Exercise objective:
Output the records below verbatim, beginning with the line containing "Worker instructions: the category to annotate is woman" and continuing through the end of the records, with both of those lines included.

-----

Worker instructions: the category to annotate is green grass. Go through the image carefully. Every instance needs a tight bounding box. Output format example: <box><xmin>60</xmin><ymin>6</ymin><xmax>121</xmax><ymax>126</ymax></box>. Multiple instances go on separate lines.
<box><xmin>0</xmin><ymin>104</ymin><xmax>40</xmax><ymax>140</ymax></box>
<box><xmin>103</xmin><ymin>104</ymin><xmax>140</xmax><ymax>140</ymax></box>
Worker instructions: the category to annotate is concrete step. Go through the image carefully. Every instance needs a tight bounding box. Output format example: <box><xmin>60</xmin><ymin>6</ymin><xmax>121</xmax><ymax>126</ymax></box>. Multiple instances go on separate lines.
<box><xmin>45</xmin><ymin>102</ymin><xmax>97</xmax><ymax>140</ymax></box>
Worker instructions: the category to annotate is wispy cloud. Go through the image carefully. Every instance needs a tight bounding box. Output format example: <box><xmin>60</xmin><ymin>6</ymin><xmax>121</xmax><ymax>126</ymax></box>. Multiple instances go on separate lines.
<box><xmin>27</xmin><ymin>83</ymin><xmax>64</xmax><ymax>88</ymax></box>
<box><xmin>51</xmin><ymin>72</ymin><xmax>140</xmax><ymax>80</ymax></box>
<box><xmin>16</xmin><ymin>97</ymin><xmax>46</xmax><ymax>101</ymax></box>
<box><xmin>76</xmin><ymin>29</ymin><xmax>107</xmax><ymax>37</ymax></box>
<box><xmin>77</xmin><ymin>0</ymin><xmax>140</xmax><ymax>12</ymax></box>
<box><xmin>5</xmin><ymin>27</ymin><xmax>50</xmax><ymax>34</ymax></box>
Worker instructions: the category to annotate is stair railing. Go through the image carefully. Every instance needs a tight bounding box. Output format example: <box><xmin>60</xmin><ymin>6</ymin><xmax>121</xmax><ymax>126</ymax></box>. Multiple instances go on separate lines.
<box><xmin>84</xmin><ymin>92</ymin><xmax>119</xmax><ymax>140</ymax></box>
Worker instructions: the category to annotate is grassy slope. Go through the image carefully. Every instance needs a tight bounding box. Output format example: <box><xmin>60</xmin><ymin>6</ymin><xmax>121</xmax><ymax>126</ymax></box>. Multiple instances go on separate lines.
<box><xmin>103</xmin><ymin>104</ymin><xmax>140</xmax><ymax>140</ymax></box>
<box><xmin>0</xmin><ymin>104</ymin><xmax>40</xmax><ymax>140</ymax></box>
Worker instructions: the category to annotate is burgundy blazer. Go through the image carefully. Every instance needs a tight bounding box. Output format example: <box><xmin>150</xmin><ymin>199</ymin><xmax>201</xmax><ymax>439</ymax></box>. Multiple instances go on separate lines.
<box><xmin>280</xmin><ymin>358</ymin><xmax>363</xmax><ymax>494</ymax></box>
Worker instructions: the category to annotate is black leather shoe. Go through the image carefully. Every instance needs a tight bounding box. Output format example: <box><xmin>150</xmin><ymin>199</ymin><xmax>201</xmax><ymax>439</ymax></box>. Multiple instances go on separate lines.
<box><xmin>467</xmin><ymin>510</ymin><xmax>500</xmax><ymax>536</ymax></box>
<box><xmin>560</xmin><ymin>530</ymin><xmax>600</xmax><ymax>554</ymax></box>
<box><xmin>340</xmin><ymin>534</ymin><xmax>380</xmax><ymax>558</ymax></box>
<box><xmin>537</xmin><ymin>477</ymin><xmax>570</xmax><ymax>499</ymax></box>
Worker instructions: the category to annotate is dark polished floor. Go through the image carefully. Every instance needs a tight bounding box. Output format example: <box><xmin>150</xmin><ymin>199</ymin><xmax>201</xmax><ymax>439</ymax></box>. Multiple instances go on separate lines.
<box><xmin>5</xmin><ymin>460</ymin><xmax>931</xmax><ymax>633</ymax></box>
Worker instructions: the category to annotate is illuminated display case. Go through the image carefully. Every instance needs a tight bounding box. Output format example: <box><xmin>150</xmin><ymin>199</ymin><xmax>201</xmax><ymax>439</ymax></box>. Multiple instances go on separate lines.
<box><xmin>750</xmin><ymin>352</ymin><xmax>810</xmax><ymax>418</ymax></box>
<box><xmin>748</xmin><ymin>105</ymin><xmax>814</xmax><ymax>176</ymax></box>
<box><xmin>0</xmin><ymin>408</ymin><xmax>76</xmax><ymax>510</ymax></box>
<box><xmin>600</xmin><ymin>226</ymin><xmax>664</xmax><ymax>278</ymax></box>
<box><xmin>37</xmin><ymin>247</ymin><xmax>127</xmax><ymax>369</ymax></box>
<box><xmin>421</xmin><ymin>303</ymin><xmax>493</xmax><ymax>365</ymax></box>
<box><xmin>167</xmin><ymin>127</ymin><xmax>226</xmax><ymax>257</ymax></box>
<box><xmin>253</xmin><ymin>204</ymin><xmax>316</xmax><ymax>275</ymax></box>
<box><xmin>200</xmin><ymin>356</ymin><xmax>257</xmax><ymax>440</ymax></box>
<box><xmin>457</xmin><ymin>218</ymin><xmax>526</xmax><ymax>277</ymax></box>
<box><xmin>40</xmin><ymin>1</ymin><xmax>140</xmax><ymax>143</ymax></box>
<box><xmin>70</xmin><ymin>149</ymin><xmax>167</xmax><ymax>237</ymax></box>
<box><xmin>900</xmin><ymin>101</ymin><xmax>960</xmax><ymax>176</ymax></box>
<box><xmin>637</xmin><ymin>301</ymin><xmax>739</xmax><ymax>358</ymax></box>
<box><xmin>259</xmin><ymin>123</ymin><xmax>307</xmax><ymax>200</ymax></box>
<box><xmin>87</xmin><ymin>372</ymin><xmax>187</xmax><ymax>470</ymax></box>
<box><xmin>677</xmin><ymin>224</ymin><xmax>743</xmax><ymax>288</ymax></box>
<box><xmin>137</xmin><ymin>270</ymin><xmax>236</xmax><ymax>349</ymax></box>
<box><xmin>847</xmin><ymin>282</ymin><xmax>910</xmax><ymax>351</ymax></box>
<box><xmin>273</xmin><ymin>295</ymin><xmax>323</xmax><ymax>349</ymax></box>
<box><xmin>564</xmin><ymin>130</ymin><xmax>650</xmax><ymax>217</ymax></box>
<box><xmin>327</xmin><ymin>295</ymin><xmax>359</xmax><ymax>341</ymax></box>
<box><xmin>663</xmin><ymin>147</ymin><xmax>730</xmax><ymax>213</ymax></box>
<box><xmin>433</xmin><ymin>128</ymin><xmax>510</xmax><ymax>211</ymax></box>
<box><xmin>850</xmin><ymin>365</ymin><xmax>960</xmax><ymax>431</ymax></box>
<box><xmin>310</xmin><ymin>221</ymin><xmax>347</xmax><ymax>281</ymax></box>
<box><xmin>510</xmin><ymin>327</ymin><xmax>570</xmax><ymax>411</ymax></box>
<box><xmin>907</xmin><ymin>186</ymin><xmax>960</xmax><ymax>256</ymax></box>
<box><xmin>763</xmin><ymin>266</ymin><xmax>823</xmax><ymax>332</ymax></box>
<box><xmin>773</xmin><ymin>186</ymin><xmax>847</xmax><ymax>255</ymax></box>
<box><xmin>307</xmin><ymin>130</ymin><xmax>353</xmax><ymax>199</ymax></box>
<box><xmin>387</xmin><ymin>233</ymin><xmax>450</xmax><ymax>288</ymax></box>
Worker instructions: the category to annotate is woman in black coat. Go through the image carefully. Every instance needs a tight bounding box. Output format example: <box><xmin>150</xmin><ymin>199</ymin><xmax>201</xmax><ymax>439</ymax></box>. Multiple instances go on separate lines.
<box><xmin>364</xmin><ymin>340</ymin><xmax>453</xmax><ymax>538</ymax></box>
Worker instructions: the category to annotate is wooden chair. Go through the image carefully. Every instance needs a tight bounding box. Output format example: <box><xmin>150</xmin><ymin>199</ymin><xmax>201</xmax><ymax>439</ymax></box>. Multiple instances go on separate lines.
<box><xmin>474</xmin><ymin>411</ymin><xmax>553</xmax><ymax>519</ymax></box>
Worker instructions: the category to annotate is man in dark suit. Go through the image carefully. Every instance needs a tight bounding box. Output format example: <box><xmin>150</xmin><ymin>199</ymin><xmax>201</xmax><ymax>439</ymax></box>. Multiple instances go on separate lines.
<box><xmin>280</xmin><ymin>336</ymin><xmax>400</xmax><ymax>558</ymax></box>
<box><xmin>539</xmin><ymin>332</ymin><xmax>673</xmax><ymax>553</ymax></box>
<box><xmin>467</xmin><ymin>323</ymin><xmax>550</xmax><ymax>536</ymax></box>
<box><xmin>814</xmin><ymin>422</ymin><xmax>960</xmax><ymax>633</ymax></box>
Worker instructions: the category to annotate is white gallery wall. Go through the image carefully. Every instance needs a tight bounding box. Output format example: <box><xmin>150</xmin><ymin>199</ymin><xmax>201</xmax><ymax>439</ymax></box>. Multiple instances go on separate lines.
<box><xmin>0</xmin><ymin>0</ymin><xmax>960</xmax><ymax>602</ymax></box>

-----

Reply:
Worker instructions: the category to annotate is woman in black coat. Go through the image carefully. Every instance needs a tight bounding box. Output format example: <box><xmin>150</xmin><ymin>199</ymin><xmax>201</xmax><ymax>439</ymax></box>. Multiple instances go on separate lines.
<box><xmin>364</xmin><ymin>340</ymin><xmax>453</xmax><ymax>538</ymax></box>
Worker instructions: the category to annotate is wooden chair. Go through the image carefully. Every instance needs a tight bounding box. Output format example: <box><xmin>150</xmin><ymin>199</ymin><xmax>201</xmax><ymax>439</ymax></box>. Multiple instances go on separate lines.
<box><xmin>474</xmin><ymin>411</ymin><xmax>553</xmax><ymax>519</ymax></box>
Worker instructions: the category to annotate is man in dark suit. Go through the image carefully. Every instance needs a tight bounding box. Output format example: <box><xmin>150</xmin><ymin>199</ymin><xmax>201</xmax><ymax>439</ymax></box>. Multiple instances go on separate lines.
<box><xmin>280</xmin><ymin>336</ymin><xmax>400</xmax><ymax>558</ymax></box>
<box><xmin>539</xmin><ymin>332</ymin><xmax>673</xmax><ymax>553</ymax></box>
<box><xmin>467</xmin><ymin>323</ymin><xmax>550</xmax><ymax>536</ymax></box>
<box><xmin>814</xmin><ymin>422</ymin><xmax>960</xmax><ymax>633</ymax></box>
Worker instructions: the category to annotate is white gallery wall. Go through the image carefully. Every instance needs a tight bounding box. Output format example: <box><xmin>150</xmin><ymin>199</ymin><xmax>201</xmax><ymax>439</ymax></box>. Multiple instances go on separate lines.
<box><xmin>0</xmin><ymin>0</ymin><xmax>960</xmax><ymax>602</ymax></box>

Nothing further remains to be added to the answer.